• **WRITTEN TASK**:
Answer these questions about the BOLT patch post below:
1. On which architecture does the patch detect a Linux kernel binary?
2. How many files does the patch change?
3. What initial value does the new IsLinuxKernel member receive?

• **DOCUMENT SEGMENT**:

•••••

[llvm] [BOLT] Detect Linux kernel based on ELF program headers (PR #80086)

Maksim Panchenko via llvm-commits llvm-commits at lists.llvm.org
Tue Jan 30 16:53:15 PST 2024


https://github.com/maksfb created https://github.com/llvm/llvm-project/pull/80086

Check if program header addresses fall into the kernel space to detect a Linux kernel binary on x86-64.

Delete opts::LinuxKernelMode and use BinaryContext::IsLinuxKernel instead.

>From 8bbda67556e13c7c0465defc80d9100a28c5dd00 Mon Sep 17 00:00:00 2001
From: Maksim Panchenko <maks at fb.com>
Date: Tue, 30 Jan 2024 16:22:55 -0800
Subject: [PATCH] [BOLT] Detect Linux kernel based on ELF program headers

Check if program header addresses fall into the kernel space to detect
a Linux kernel binary on x86-64.

Delete opts::LinuxKernelMode and use BinaryContext::IsLinuxKernel
instead.
---
 bolt/include/bolt/Core/BinaryContext.h    |  3 +++
 bolt/include/bolt/Utils/CommandLineOpts.h |  1 -
 bolt/lib/Profile/DataAggregator.cpp       |  6 +++---
 bolt/lib/Rewrite/LinuxKernelRewriter.cpp  |  9 ++++-----
 bolt/lib/Rewrite/RewriteInstance.cpp      | 16 ++++++++++------
 bolt/lib/Utils/CommandLineOpts.cpp        |  1 -
 bolt/test/X86/linux-orc.s                 | 10 ++--------
 7 files changed, 22 insertions(+), 24 deletions(-)

diff --git a/bolt/include/bolt/Core/BinaryContext.h b/bolt/include/bolt/Core/BinaryContext.h
index f0e7a8272ad0e..65a3442695703 100644
--- a/bolt/include/bolt/Core/BinaryContext.h
+++ b/bolt/include/bolt/Core/BinaryContext.h
@@ -602,6 +602,9 @@ class BinaryContext {
 
   std::unique_ptr<MCAsmBackend> MAB;
 
+  /// Indicates if the binary is Linux kernel.
+  bool IsLinuxKernel{false};
+
   /// Indicates if relocations are available for usage.

•••••

• **DATA EXCERPTS**:
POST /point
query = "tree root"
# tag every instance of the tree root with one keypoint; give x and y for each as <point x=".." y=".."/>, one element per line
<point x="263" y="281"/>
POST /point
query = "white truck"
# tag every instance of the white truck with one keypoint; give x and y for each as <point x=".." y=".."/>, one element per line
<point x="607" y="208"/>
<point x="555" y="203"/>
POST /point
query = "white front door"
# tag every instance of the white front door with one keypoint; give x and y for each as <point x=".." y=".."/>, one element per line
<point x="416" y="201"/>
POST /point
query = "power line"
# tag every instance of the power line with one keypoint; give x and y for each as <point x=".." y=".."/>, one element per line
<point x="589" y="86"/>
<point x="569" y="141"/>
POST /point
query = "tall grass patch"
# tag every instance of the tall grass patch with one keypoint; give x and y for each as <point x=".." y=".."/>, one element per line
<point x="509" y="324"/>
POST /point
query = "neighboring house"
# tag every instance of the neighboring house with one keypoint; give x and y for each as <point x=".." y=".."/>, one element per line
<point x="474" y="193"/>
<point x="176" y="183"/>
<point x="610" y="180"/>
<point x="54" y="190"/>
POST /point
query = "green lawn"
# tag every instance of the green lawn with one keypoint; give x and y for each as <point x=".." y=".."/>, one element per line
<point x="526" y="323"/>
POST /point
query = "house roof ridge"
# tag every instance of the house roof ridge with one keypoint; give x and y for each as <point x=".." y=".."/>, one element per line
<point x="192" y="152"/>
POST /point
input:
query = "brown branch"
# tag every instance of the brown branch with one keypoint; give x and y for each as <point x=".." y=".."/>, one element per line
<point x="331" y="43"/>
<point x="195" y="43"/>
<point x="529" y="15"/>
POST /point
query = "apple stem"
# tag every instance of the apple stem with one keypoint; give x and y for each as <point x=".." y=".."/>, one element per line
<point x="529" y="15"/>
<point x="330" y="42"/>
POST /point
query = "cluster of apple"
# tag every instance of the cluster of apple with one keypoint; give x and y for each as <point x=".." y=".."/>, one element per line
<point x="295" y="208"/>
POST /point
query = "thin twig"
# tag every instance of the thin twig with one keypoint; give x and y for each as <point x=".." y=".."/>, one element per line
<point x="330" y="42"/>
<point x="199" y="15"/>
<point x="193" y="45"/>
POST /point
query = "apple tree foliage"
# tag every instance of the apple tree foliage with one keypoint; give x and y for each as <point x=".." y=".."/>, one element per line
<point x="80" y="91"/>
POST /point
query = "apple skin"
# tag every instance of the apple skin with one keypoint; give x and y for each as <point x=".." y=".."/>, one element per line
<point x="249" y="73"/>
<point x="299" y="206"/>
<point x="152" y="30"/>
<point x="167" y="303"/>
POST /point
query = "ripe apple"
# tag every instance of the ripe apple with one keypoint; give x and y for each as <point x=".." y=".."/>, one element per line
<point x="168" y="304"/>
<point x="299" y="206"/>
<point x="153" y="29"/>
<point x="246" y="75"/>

•••••

• **RESULT**:
1. x86-64.
2. Seven files.
3. false.